- Record list:
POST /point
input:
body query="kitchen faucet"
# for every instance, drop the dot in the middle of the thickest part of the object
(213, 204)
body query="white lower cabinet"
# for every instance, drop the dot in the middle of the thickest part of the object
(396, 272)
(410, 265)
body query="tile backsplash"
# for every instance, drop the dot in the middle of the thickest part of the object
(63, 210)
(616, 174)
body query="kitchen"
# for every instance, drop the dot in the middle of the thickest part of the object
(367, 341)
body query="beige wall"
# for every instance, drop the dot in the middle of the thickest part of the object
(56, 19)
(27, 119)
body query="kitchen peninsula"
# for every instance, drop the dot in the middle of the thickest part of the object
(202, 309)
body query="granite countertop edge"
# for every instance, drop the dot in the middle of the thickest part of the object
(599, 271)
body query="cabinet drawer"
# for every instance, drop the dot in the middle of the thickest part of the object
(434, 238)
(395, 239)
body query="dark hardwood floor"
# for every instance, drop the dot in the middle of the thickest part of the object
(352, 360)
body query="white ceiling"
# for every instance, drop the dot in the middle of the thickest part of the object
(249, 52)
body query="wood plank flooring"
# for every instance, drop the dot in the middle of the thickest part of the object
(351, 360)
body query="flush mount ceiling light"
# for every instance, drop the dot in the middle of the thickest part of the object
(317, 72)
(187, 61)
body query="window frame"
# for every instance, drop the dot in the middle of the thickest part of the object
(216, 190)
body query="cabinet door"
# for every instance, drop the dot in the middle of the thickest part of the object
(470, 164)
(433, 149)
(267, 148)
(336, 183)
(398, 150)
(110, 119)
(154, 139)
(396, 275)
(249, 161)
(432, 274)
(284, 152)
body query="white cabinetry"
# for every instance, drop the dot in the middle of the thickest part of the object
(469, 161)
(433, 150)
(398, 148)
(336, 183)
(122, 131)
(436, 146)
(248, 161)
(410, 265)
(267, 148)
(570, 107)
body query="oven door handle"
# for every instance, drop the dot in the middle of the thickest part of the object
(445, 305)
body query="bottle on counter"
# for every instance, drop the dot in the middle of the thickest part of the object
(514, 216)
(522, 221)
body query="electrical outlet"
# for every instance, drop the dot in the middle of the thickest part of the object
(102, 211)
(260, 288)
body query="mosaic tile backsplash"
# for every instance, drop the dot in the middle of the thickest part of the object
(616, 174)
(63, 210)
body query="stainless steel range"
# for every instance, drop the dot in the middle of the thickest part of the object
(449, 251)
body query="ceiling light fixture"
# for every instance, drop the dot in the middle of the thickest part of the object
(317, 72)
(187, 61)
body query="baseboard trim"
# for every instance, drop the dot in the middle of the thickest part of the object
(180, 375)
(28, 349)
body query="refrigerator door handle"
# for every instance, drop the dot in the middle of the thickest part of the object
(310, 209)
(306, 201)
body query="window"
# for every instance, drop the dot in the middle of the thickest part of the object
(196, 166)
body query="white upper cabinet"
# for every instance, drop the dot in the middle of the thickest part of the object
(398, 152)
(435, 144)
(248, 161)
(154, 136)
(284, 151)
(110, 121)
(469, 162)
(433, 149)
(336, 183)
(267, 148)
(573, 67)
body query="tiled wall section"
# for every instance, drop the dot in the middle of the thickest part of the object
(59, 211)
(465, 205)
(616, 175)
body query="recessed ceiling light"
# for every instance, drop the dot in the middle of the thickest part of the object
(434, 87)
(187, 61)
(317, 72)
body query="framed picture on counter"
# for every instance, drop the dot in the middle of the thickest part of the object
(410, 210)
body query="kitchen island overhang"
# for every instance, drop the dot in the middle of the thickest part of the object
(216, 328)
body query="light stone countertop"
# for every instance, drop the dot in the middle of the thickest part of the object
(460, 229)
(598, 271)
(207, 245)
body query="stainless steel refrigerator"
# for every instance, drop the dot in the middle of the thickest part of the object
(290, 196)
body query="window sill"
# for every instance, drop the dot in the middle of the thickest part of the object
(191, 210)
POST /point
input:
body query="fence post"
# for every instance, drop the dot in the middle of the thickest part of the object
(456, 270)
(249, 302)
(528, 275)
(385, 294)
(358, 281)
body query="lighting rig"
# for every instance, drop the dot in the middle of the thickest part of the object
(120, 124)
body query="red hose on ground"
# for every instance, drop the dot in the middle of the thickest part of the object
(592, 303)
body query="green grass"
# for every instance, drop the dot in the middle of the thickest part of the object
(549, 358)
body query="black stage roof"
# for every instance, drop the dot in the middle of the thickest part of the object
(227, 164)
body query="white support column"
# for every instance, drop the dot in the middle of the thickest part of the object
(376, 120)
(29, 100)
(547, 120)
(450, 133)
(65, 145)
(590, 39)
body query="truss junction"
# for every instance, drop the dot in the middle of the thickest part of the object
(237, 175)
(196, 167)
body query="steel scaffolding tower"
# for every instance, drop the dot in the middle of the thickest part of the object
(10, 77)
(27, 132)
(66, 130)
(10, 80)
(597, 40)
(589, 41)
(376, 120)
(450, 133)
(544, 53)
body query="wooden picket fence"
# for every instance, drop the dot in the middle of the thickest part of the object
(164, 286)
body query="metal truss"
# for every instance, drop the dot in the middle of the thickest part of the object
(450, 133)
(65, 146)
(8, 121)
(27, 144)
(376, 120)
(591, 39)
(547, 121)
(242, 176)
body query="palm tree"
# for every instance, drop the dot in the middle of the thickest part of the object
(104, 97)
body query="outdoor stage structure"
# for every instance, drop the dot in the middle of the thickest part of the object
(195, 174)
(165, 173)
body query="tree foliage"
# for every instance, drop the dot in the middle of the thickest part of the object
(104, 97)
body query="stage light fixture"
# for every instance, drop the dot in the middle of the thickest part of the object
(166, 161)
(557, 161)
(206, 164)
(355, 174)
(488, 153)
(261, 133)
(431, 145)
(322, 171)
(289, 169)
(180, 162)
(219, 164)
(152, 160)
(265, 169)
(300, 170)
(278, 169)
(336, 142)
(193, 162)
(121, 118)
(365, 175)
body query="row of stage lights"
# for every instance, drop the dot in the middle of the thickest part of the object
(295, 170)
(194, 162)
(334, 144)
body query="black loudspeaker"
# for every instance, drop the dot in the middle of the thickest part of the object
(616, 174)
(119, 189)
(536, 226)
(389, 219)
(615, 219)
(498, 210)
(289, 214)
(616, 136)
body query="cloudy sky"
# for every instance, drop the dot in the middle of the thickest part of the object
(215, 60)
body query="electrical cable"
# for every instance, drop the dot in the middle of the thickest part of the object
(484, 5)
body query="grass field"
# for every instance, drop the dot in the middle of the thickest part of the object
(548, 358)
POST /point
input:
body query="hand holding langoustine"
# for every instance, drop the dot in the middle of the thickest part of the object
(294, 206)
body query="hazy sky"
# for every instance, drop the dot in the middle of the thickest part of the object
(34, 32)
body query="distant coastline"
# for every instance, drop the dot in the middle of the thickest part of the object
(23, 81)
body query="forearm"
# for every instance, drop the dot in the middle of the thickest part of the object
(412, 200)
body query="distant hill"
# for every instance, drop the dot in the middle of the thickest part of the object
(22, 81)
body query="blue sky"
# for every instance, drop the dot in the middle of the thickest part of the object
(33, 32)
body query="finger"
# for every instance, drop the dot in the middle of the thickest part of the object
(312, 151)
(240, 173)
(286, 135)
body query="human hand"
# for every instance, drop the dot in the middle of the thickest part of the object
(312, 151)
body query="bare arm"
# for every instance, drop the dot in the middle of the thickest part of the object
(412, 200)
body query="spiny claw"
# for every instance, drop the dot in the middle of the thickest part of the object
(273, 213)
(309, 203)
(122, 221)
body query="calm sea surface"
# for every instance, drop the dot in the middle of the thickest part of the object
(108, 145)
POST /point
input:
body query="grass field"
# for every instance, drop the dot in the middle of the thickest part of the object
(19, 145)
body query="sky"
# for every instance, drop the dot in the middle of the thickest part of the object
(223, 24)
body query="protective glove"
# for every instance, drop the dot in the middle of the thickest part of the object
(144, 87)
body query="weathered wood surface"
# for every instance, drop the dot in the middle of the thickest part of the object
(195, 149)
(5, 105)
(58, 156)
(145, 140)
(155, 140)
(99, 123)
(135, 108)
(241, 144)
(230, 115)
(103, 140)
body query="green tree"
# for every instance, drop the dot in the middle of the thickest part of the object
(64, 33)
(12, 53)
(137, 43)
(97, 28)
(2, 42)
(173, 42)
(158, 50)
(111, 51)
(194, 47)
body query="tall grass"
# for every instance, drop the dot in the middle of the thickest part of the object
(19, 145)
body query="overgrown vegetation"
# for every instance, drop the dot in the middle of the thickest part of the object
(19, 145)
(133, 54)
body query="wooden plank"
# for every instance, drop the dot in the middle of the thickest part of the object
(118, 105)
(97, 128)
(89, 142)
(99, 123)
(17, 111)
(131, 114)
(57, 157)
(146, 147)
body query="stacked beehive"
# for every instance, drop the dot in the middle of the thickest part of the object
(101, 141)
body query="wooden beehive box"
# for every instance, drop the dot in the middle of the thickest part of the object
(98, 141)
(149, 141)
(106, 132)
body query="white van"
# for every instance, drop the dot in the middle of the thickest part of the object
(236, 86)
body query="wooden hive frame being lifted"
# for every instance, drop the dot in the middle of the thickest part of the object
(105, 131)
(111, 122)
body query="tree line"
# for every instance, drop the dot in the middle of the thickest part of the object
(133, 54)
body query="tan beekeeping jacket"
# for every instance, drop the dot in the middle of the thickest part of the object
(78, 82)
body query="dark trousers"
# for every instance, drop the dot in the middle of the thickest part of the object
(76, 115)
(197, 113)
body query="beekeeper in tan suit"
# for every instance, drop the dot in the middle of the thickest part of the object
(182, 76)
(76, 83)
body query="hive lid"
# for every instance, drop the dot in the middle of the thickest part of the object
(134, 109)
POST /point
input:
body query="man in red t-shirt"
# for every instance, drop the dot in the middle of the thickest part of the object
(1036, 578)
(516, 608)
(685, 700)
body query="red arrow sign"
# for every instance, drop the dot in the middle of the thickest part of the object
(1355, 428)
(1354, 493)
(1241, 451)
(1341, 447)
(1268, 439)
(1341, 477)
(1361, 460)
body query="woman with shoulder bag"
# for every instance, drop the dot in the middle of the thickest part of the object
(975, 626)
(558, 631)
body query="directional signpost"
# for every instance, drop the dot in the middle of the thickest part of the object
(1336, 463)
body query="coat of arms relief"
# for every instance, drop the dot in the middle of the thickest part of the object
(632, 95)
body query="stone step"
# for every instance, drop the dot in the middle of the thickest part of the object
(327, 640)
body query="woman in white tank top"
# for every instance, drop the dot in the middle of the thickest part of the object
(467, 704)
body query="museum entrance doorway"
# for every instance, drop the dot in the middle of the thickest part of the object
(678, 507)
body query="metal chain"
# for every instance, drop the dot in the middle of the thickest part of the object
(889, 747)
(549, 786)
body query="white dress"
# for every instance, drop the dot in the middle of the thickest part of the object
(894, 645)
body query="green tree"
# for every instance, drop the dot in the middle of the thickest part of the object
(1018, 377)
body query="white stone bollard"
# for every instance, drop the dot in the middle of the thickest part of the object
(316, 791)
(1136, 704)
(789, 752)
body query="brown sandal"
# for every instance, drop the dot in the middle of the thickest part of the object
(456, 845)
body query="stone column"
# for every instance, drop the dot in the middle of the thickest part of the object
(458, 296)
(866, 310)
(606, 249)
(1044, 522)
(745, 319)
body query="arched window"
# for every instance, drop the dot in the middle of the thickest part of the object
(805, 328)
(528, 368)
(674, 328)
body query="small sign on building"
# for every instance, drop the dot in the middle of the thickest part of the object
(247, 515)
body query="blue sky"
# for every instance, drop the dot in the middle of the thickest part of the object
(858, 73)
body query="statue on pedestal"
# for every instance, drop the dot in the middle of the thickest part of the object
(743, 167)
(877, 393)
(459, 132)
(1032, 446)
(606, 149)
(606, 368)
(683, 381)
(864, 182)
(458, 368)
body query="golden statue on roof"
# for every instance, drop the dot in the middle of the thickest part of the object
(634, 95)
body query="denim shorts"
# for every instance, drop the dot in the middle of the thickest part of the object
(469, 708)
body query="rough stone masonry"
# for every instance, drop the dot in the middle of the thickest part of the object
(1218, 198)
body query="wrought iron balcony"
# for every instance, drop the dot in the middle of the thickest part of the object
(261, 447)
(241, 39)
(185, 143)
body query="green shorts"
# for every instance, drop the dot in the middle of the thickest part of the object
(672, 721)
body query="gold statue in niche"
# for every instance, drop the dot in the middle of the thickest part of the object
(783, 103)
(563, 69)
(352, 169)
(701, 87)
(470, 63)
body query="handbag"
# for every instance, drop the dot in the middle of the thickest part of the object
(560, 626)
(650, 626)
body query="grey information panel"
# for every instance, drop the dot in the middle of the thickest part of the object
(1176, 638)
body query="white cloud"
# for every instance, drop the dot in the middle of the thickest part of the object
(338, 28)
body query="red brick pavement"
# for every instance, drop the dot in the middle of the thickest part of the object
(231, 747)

- Required task:
Extract every line of the records that contains the word "woman", matching case exactly.

- Worked solution:
body query="woman with shoulder bag"
body query="woman in white tank top"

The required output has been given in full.